START Data shown

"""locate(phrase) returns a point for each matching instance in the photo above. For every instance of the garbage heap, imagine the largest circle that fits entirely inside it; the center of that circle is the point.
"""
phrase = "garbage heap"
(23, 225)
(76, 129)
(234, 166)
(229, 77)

END Data shown

* **What to do**: Print out the whole of the material exactly, line for line.

* **Task answer**:
"""locate(phrase) returns a point for each matching instance in the photo above. For every instance of the garbage heap, imagine the largest circle that fits entirely inside it; the center of that circle is the point.
"""
phrase = "garbage heap"
(23, 225)
(76, 129)
(234, 166)
(229, 77)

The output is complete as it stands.